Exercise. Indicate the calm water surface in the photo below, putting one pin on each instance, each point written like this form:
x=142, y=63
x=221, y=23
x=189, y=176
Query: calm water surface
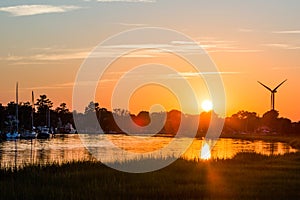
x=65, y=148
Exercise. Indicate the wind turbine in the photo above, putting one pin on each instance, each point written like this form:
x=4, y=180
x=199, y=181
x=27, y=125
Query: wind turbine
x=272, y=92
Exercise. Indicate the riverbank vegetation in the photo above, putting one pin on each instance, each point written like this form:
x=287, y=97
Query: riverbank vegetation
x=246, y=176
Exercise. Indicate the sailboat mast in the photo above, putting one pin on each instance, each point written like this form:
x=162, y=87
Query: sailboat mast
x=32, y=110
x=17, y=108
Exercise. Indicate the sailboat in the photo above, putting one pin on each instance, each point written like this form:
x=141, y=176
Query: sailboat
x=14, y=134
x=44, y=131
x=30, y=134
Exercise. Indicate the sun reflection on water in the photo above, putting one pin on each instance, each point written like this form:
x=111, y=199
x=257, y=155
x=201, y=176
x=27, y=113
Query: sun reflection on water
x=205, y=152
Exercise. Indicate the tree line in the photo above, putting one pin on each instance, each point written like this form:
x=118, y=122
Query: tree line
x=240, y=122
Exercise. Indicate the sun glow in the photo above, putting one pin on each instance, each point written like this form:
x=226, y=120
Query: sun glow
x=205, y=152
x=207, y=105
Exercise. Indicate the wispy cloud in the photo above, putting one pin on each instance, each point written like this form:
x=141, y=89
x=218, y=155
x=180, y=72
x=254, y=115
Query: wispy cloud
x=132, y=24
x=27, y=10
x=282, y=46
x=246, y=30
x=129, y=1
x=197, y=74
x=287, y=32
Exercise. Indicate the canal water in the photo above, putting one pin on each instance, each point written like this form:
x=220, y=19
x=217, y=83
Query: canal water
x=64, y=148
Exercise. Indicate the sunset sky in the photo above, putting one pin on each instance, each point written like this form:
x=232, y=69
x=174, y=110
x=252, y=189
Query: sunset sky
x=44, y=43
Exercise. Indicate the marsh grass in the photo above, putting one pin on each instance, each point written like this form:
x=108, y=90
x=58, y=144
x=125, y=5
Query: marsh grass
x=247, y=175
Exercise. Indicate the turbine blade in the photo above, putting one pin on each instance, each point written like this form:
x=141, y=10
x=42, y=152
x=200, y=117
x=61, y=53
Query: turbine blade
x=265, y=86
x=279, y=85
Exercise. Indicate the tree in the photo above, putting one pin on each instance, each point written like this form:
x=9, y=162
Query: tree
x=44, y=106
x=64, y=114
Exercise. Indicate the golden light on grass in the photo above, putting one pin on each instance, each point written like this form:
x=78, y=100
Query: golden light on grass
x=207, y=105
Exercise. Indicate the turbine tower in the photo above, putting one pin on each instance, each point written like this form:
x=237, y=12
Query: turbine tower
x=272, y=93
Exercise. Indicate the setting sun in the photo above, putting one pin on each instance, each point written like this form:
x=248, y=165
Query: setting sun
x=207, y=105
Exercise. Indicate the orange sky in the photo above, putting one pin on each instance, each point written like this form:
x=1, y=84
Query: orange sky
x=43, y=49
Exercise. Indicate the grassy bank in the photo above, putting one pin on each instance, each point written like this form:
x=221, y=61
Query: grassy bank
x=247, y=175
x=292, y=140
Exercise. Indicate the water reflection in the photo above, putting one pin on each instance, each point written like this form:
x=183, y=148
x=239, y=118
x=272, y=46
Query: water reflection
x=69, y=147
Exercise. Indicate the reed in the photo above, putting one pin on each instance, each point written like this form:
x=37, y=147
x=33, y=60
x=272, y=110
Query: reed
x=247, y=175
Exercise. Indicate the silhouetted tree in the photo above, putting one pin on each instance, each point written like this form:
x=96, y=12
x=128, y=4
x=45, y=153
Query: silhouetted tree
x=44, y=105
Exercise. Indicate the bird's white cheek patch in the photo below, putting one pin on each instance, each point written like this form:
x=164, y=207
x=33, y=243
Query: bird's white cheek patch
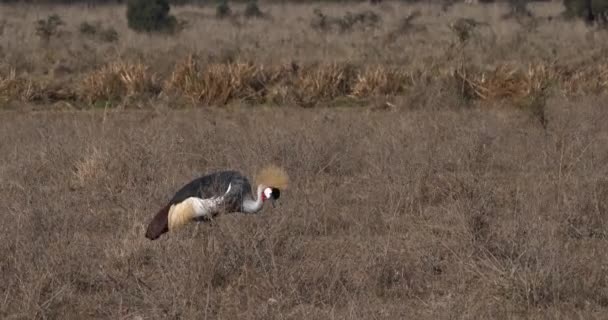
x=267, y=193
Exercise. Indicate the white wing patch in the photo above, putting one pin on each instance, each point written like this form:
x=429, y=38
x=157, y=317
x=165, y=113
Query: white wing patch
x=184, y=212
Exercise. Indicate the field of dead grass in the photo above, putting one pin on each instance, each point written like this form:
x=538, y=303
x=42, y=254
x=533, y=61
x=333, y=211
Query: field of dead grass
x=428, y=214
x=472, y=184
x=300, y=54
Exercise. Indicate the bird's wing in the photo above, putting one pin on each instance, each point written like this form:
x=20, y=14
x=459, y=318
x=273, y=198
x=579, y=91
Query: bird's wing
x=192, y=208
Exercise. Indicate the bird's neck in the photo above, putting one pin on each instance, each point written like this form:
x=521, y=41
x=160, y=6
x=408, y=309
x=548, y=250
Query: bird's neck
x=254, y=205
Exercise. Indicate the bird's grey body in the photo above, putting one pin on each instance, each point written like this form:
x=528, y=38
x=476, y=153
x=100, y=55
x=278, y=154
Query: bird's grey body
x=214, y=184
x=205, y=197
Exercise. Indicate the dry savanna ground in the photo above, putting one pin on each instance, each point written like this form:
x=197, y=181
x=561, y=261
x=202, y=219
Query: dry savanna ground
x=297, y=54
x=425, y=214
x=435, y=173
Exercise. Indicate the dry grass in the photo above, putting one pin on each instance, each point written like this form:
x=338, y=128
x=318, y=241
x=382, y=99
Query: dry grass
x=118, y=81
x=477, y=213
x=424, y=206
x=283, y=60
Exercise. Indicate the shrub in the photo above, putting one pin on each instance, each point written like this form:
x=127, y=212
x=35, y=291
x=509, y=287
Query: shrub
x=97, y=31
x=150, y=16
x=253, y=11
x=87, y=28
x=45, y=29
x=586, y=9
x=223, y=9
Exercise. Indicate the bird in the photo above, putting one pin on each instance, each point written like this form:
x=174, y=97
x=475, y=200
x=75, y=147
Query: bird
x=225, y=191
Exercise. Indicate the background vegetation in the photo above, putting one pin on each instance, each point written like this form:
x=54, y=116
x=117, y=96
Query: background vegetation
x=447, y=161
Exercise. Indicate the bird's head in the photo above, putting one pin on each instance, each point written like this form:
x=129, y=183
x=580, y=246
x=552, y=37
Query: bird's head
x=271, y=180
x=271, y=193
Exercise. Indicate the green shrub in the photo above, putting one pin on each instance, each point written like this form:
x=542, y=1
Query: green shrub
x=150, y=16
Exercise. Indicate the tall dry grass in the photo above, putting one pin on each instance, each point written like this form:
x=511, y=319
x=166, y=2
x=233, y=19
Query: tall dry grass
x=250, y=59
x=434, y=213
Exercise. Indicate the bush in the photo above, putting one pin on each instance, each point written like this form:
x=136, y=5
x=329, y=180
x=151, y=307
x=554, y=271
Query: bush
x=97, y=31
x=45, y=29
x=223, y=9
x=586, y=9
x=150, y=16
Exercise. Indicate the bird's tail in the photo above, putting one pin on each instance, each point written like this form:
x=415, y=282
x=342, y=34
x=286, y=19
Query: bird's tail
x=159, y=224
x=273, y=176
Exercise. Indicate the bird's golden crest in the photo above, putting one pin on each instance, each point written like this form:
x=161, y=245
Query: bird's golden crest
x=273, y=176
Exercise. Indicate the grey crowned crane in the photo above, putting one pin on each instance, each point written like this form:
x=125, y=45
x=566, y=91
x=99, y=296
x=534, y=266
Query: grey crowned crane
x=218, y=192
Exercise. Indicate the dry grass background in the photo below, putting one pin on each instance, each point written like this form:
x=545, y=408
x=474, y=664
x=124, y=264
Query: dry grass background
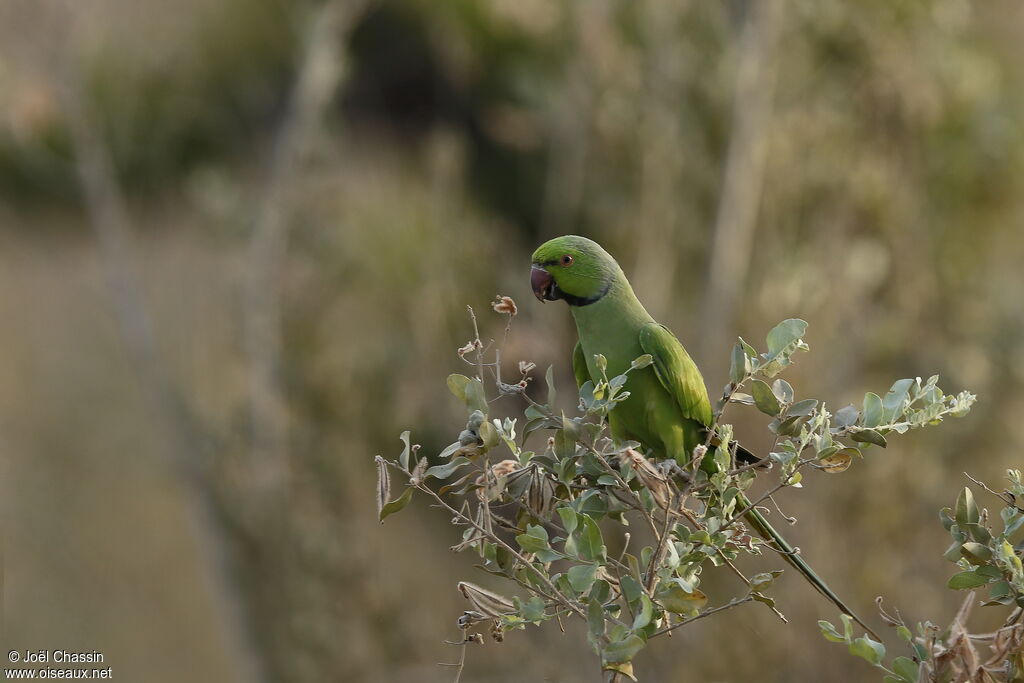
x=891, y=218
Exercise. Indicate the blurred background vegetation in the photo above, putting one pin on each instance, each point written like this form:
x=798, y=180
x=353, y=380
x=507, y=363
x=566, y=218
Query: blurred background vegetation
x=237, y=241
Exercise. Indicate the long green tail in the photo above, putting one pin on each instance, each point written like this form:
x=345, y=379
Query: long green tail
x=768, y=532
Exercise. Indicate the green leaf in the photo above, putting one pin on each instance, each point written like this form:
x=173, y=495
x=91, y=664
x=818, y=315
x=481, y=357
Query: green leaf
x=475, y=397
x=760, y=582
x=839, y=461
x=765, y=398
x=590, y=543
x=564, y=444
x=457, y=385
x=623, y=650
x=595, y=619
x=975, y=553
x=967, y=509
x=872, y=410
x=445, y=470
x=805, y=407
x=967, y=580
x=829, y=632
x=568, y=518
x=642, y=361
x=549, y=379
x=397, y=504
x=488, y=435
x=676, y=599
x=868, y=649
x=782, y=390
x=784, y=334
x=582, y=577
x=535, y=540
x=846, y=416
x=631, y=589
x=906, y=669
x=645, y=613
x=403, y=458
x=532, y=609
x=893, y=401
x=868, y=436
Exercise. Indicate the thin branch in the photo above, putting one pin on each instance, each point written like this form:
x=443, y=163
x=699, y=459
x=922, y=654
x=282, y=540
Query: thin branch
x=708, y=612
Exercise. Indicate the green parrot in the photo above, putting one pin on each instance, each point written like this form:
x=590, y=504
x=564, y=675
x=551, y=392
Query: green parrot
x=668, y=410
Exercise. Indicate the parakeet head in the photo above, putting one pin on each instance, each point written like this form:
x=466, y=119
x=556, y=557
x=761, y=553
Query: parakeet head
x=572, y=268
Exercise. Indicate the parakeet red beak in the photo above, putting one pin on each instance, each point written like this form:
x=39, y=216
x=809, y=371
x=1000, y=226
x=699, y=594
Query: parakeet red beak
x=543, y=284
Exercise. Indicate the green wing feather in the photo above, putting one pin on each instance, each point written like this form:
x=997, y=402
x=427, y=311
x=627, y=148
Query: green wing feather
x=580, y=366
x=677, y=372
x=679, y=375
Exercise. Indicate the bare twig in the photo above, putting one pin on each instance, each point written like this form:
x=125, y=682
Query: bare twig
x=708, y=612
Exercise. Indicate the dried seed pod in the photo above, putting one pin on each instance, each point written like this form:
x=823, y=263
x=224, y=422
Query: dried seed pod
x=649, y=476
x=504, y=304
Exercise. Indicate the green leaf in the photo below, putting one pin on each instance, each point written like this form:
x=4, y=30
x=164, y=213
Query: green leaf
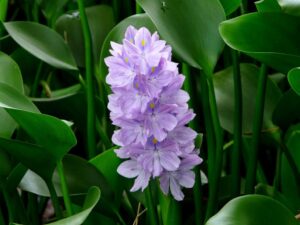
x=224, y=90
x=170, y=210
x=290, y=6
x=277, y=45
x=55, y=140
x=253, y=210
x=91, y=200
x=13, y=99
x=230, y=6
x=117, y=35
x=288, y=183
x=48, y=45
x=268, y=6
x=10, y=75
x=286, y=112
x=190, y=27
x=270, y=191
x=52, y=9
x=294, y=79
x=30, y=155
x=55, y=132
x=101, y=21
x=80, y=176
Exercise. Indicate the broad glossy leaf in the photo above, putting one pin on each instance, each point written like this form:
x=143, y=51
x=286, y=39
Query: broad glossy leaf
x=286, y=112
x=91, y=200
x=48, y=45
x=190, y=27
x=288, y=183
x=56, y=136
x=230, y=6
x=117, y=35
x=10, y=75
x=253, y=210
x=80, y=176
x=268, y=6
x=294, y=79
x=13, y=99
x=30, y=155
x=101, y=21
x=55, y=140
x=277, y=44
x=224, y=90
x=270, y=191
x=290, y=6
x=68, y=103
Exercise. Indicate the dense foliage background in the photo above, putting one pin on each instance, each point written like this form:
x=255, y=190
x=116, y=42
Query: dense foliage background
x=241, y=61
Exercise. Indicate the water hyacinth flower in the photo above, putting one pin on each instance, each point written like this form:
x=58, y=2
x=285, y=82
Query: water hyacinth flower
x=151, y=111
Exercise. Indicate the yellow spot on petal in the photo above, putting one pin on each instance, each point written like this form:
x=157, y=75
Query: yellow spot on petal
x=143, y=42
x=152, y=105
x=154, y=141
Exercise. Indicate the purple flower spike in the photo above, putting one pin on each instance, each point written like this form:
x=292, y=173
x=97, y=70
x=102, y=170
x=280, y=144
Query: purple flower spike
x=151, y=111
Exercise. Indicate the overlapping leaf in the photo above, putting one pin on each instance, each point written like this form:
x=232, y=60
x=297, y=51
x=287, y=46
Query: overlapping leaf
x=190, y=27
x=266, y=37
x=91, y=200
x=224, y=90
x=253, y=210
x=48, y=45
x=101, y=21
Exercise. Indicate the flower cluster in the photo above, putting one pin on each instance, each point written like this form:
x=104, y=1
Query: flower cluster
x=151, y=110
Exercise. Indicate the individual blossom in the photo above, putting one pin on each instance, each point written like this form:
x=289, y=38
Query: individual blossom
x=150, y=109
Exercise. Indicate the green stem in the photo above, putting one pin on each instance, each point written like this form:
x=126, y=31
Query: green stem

TASK GOAL ▸ Give back, word for word, the stretch from the line that contains "Exercise. Indicate the purple" through the end of the records, including both of those lines.

FINAL RESULT ▸
Exercise. Indicate the purple flower spike in the photo above, putting one pin on each instance, each point written like this form:
x=292, y=173
x=97, y=70
x=102, y=170
x=280, y=144
Query: purple flower spike
x=151, y=111
Exercise. Indicate the overlapping leaf in the photo above, putting one pin on each instance, each point written like this form:
x=232, y=60
x=297, y=51
x=287, y=46
Query: overlapping leaf
x=190, y=27
x=266, y=37
x=91, y=200
x=224, y=90
x=253, y=210
x=48, y=45
x=101, y=21
Exercise. Indicate the flower cluster in the photo above, putting one pin on each instance, each point written like this form:
x=104, y=1
Query: flower cluster
x=151, y=110
Exercise. Indicate the individual blossom in the photo above, putting one pin on each instance, each point written like this form:
x=289, y=38
Query: individual blossom
x=150, y=109
Exercise. Indicate the green stem in the photo above, putting one pin on each instance, each point written like this form:
x=126, y=31
Query: green stem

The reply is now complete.